Work to complete:
Tally the lines in the entries below that contain the string "Target", treating uppercase and lowercase as different. Reply with the number alone.

Data lines:
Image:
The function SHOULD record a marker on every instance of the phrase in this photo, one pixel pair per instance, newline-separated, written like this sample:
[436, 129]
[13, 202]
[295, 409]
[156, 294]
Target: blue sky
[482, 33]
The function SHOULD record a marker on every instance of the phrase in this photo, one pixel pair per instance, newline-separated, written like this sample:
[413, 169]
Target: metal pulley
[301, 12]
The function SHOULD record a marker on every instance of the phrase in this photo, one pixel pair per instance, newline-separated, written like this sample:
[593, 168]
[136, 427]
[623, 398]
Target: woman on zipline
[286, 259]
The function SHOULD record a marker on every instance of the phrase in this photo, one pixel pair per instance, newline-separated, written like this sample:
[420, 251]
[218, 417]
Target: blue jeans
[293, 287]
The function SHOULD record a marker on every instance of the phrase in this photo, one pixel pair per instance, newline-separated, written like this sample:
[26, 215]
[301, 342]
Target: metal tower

Completed task:
5